---------- Source material ----------

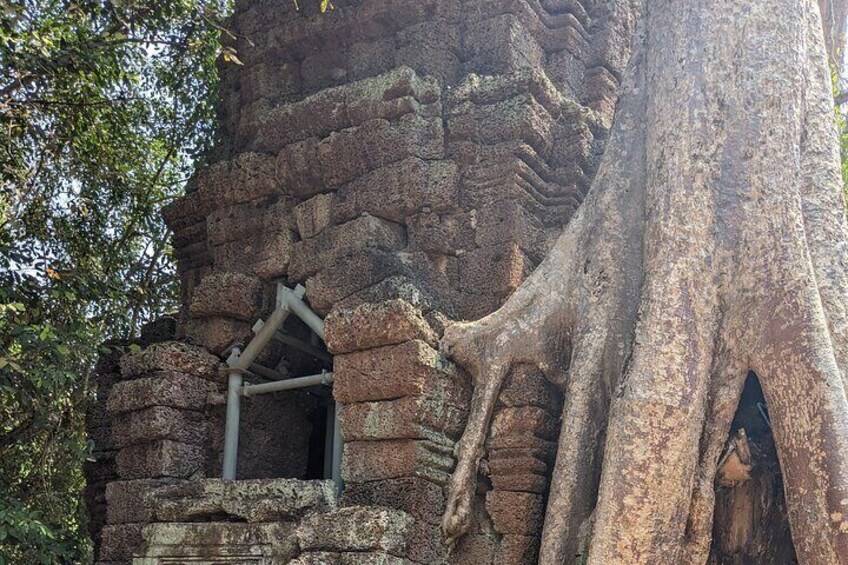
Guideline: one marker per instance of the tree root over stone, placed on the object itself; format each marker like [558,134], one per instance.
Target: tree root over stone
[713,243]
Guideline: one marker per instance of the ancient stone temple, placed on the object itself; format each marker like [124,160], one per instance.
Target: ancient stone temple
[407,162]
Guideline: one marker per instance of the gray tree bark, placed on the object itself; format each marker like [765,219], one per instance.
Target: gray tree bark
[713,243]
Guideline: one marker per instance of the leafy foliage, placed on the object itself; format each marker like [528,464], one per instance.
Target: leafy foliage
[104,108]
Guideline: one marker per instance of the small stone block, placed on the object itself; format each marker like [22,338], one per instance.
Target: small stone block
[160,422]
[169,356]
[375,460]
[357,528]
[376,325]
[520,513]
[177,390]
[163,458]
[232,295]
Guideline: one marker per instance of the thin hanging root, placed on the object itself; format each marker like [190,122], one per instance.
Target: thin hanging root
[574,481]
[469,451]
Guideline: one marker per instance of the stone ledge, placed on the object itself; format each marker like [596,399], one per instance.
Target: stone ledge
[258,500]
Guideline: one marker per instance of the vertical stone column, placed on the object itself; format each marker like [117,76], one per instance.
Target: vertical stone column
[409,162]
[158,429]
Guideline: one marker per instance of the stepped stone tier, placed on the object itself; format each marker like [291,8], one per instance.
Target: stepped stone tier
[409,162]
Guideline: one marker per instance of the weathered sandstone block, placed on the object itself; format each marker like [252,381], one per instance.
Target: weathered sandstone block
[409,369]
[375,460]
[375,325]
[161,458]
[357,528]
[169,356]
[231,295]
[164,388]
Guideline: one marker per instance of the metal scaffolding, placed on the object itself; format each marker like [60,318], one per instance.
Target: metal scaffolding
[242,362]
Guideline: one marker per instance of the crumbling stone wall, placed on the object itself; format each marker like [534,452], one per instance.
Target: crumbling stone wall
[409,162]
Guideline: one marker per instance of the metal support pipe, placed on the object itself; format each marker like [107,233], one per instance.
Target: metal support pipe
[262,337]
[329,434]
[288,300]
[288,384]
[338,448]
[302,311]
[231,429]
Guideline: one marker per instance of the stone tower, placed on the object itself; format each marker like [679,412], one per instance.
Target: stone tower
[408,162]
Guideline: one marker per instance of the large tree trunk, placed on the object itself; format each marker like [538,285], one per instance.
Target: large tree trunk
[713,243]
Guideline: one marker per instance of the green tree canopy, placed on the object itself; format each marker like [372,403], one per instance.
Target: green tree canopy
[104,108]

----------

* Exercise prompt *
Rewrite the rows from the line containing "[60,318], one per instance." up to and including the final line, swapping "metal" for "steel" and leaving everything else untouched.

* The answer *
Guideline: one marker per instance of the steel scaffolding, placed on the object itself; format each marker like [60,318], one per instance.
Target: steel scaffolding
[242,362]
Guideline: one marker per instance of the crumbling stone wall, placed on the object itself; format each marker like [534,452], one per instance.
Target: crumbling stone wall
[409,162]
Guideline: one marker per instance of the steel support pipe, placed on the object itself; format each marker like [107,233], one per instance.
Target: steel support pipe
[262,337]
[329,434]
[288,300]
[288,384]
[338,448]
[302,311]
[231,429]
Guideline: one marker per instance of the stone tower, placed on the object itself; format each marker like [679,412], one per instance.
Target: stone tower
[408,162]
Guideline: one marker per instance of the large tree trunk, placed on the object itself; format each marker like [538,285], one per instance.
Target: large tree trunk
[713,243]
Guideline: one marker per instance of the green tree canopy, placed on the object itself; format each marker like [372,403], one per instance.
Target: green tree canopy
[104,108]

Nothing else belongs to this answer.